*Problem description*:
Identify every line in the entries below that contains the word "white", and copy each of those lines.

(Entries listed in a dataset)
»»

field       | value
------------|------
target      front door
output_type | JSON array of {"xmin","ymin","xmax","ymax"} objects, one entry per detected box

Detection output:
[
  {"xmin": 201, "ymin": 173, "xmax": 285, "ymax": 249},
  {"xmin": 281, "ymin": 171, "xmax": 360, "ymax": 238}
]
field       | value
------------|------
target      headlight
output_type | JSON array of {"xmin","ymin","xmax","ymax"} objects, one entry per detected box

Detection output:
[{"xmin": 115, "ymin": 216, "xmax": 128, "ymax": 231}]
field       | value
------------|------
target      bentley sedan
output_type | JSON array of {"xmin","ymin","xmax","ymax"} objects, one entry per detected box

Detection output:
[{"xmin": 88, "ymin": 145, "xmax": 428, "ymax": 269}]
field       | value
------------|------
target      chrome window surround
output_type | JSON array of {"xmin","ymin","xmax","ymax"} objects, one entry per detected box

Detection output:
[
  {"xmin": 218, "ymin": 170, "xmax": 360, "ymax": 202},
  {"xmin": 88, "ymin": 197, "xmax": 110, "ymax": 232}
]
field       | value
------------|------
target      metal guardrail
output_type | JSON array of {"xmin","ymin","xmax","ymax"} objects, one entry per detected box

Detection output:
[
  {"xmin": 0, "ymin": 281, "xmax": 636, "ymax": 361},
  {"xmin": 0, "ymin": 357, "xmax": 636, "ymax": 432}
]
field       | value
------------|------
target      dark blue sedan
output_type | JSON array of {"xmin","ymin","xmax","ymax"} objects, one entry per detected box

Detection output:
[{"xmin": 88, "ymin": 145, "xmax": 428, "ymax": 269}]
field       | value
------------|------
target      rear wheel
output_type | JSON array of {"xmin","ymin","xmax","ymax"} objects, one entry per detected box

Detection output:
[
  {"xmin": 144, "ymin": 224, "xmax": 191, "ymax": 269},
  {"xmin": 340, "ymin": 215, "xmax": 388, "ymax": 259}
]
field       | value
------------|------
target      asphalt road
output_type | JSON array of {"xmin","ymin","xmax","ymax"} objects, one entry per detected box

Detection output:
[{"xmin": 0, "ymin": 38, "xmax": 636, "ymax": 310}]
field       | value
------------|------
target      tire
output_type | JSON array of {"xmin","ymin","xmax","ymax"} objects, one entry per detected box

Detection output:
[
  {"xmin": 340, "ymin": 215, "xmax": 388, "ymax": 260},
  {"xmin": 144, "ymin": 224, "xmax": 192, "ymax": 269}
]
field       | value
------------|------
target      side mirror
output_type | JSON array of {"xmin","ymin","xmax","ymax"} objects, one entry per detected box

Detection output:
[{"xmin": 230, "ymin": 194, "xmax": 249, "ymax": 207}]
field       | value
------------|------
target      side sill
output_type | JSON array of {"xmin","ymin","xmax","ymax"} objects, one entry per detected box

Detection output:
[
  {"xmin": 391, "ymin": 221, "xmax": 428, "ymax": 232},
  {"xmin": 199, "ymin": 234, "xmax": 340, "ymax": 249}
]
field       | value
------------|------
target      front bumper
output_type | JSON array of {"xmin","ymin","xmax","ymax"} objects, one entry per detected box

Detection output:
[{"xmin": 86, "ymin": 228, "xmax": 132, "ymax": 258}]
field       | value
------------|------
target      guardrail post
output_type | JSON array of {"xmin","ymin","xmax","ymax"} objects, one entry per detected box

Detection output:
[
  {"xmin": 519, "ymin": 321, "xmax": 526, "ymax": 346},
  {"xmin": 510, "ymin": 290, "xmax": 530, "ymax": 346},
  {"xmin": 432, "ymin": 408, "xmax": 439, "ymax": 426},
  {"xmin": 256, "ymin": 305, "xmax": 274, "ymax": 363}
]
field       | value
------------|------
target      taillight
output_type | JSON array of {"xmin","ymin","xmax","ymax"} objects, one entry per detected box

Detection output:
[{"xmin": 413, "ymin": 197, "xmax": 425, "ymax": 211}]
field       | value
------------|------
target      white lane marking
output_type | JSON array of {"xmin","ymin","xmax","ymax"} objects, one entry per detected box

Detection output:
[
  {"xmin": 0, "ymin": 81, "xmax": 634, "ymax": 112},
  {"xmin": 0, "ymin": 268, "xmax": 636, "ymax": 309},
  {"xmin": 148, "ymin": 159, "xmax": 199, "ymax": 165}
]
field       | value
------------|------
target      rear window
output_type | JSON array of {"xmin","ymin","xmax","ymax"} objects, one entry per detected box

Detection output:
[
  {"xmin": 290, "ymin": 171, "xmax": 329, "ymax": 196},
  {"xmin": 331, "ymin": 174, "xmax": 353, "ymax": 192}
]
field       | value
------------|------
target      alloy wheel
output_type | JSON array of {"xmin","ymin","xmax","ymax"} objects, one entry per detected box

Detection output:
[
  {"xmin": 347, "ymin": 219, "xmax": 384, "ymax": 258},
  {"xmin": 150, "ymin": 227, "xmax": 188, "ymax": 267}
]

««
»»

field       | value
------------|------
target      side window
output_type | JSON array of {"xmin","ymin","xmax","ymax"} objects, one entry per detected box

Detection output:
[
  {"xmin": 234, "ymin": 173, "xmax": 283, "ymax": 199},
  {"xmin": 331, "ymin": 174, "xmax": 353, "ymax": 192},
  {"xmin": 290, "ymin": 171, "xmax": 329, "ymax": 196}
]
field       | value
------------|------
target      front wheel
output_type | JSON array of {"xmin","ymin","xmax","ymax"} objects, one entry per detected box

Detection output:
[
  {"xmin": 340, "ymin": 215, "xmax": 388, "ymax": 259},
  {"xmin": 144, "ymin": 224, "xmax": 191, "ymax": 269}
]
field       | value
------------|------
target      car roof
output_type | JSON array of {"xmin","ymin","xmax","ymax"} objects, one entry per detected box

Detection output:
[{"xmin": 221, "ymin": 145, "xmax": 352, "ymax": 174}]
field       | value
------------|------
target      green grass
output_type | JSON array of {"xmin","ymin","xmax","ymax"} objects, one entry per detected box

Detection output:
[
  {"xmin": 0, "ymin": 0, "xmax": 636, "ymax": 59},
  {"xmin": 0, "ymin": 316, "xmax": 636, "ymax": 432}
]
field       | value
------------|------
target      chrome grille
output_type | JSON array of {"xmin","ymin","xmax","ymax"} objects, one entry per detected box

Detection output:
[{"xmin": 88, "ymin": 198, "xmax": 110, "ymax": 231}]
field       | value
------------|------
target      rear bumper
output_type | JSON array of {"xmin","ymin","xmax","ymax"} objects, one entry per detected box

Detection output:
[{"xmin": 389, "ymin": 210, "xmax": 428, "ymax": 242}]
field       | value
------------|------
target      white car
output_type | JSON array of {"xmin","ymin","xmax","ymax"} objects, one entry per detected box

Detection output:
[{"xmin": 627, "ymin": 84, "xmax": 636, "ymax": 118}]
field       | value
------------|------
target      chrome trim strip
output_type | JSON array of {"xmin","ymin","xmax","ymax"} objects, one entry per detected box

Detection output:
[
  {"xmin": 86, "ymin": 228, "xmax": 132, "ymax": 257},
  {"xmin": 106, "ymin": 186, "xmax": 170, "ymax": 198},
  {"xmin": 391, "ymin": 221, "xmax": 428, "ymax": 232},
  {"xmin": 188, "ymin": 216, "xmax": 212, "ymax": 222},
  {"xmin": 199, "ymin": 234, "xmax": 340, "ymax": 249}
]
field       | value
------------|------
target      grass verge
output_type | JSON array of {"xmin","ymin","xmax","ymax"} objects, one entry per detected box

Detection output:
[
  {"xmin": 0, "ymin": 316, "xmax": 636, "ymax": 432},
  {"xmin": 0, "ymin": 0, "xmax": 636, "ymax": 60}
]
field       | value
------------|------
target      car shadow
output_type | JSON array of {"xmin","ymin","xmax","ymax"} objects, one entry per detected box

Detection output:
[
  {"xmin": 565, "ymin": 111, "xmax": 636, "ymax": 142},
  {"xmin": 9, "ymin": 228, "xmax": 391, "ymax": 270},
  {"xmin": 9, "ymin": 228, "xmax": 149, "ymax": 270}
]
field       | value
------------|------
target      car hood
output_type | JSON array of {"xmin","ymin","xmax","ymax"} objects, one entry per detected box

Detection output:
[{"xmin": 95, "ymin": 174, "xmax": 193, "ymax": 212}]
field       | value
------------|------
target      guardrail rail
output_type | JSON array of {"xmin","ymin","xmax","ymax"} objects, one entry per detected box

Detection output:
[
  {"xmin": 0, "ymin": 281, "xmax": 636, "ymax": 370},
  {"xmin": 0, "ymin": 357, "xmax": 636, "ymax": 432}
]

««

*Exercise output*:
target      white lane marking
target      white car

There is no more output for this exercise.